━━━ Information provided

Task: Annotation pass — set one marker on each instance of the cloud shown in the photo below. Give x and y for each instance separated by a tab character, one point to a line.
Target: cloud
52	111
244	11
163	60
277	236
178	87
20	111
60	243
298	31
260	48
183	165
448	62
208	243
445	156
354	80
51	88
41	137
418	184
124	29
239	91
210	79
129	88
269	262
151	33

━━━━━━

=== The problem ===
Nothing may be omitted. Restate all of the entries exactly.

=== Result of this exercise ===
Task: Annotation pass — set one marker on each instance of the cloud shown in the photo below. Give x and y for each instance separated by a tab character, one point to a line.
Target: cloud
52	111
244	11
163	60
277	236
178	87
20	111
60	243
298	31
260	48
183	165
448	62
208	243
445	156
354	80
51	88
41	137
418	184
124	29
239	91
210	79
129	88
269	262
151	33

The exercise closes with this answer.